Extracted entries:
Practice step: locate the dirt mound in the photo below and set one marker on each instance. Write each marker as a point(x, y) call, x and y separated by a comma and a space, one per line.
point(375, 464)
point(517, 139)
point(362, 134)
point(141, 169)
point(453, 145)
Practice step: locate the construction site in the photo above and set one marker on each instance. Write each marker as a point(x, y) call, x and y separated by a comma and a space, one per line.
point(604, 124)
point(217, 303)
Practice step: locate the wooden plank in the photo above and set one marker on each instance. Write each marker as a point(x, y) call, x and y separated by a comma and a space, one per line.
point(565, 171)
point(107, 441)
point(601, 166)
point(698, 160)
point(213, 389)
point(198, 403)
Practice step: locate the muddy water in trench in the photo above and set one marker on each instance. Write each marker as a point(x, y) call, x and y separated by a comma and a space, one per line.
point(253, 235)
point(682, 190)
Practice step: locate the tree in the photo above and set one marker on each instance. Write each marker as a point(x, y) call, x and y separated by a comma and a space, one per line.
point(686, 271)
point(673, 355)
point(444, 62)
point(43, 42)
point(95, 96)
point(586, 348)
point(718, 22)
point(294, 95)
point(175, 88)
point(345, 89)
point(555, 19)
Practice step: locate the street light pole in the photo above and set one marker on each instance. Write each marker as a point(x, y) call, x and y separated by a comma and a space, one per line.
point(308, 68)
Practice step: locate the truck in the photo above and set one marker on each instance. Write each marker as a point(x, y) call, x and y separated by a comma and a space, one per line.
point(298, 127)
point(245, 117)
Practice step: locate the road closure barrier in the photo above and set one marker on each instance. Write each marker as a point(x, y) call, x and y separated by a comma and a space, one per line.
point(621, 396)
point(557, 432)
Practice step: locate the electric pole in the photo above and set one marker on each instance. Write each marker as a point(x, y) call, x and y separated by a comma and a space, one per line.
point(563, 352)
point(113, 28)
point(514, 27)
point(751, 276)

Short task:
Convert the records above into a two-column CSV with the header row text,answer. Write one row per record, with the record's wording in the text column and its answer in the answer column. Enclose each field in double quotes and replace every line break inside a field with a space.

Final result:
text,answer
"Practice step: locate the dirt mound in the photo below and set one marker on each instance. Write each marker as a point(x, y) call, x and y separated by a comma and a space, one per line.","point(375, 464) point(517, 139) point(362, 134) point(141, 169) point(453, 145)"
"Practice step: locate the construction site in the photo above and set one marker on each instance. Write each marker as a point(x, y) call, x and y separated by a comma and a space, one per line.","point(604, 124) point(217, 303)"
"Practice step: locate the wooden plank in the photo above and set one marker on each instance. Write each marker as a point(x, y) call, x and y separated by a comma and a space, one per line.","point(565, 171) point(107, 441) point(601, 166) point(698, 160) point(213, 389) point(198, 403)"
"Practice step: locate the muddy water in trench in the photo above and set one marker on each instance. Write each marker as a point(x, y) call, x and y separated by a comma and a space, one per line.","point(253, 235) point(682, 190)"
"Practice step: locate the tree in the photo above and set one marker on each instance. Write each marker as a point(x, y) call, x and y separated by a comma and a space, one per line.","point(686, 271) point(673, 355) point(444, 62) point(43, 42) point(95, 96) point(586, 348) point(718, 22) point(294, 95) point(175, 88) point(345, 89) point(555, 19)"
"Practice step: locate the street light pole in the photo above and set one marker on each instance. Write each marker as a point(x, y) call, x and y separated by a comma and a space, one per line.","point(308, 68)"
"Practice step: locate the truck in the photo above and set one marker on each instance. Write each marker as a point(x, y) call, x and y separated by a comma and a space, one per line.","point(298, 127) point(245, 117)"
"Practice step: locate the road closure barrier in the photo above and set one marker on each instance. Write each marker as a point(x, y) call, x and y separated by a comma and a space, one per line.","point(621, 396) point(557, 432)"
"Practice step: locate the electric pole in the photo above and set one marker on each instance. Write each marker as a point(x, y) call, x and y separated by a comma and a space, one per line.","point(563, 352) point(113, 28) point(514, 27) point(751, 276)"